DATA SHOWN Block Start
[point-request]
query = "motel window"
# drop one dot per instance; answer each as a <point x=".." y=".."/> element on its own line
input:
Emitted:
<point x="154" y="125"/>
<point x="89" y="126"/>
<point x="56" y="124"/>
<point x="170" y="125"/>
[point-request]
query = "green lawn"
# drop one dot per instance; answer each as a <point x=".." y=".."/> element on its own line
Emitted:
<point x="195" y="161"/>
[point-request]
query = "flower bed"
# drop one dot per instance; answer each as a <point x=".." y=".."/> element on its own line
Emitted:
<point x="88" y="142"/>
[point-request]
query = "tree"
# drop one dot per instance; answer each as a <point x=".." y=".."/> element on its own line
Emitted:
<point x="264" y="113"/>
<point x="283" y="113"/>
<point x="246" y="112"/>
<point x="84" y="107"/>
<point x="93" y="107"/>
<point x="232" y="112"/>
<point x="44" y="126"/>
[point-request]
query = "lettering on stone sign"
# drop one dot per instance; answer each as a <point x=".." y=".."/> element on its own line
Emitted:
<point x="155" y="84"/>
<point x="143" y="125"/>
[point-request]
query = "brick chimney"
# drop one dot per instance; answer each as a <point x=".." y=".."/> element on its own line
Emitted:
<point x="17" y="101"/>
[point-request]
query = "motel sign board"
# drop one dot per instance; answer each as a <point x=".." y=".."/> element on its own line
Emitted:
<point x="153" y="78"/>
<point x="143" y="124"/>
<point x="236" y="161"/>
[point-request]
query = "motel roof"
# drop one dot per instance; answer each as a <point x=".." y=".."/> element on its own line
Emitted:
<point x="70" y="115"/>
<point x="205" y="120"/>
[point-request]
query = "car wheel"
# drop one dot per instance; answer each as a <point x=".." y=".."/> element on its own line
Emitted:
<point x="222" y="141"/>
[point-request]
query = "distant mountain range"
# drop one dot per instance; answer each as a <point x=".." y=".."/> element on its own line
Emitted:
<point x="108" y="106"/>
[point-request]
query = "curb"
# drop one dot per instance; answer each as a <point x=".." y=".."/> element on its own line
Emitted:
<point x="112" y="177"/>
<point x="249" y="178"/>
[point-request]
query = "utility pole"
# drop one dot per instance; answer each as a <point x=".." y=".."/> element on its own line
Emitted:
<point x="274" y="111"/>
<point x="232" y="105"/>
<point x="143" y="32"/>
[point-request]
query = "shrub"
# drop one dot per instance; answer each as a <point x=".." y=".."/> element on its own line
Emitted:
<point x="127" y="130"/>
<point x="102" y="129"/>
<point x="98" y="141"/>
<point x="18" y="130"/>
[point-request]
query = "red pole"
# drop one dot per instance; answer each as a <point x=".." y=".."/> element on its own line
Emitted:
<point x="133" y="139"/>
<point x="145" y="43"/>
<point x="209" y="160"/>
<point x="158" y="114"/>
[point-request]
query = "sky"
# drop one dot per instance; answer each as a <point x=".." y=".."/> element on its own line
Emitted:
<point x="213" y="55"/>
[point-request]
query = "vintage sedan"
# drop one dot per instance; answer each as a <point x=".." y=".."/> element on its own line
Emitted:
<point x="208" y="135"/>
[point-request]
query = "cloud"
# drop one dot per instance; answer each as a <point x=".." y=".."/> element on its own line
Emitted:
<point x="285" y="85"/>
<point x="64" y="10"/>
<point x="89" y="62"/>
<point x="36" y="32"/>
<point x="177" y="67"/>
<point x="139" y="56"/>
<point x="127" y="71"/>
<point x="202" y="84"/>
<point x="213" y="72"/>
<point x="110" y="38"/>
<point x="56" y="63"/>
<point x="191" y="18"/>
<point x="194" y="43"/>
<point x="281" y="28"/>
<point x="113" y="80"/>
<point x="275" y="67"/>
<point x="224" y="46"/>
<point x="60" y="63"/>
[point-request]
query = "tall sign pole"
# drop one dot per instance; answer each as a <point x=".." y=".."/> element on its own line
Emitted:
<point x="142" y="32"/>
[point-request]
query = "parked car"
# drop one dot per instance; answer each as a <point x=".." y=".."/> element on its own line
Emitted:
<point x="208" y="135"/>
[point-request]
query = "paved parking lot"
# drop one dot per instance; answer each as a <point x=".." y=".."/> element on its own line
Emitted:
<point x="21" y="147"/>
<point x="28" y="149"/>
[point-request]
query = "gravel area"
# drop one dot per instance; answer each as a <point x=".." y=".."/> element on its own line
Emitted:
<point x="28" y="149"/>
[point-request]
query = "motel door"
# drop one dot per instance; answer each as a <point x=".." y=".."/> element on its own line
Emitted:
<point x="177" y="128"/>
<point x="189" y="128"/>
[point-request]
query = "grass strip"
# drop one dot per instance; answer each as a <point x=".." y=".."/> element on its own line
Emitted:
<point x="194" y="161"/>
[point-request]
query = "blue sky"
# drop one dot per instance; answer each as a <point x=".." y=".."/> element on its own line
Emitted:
DATA SHOWN Block End
# WORK INSTRUCTION:
Lines holding the string "pole" must be copied out of the entries above.

# TASK RESPONSE:
query = "utility pole"
query = "red pole"
query = "tall sign pole"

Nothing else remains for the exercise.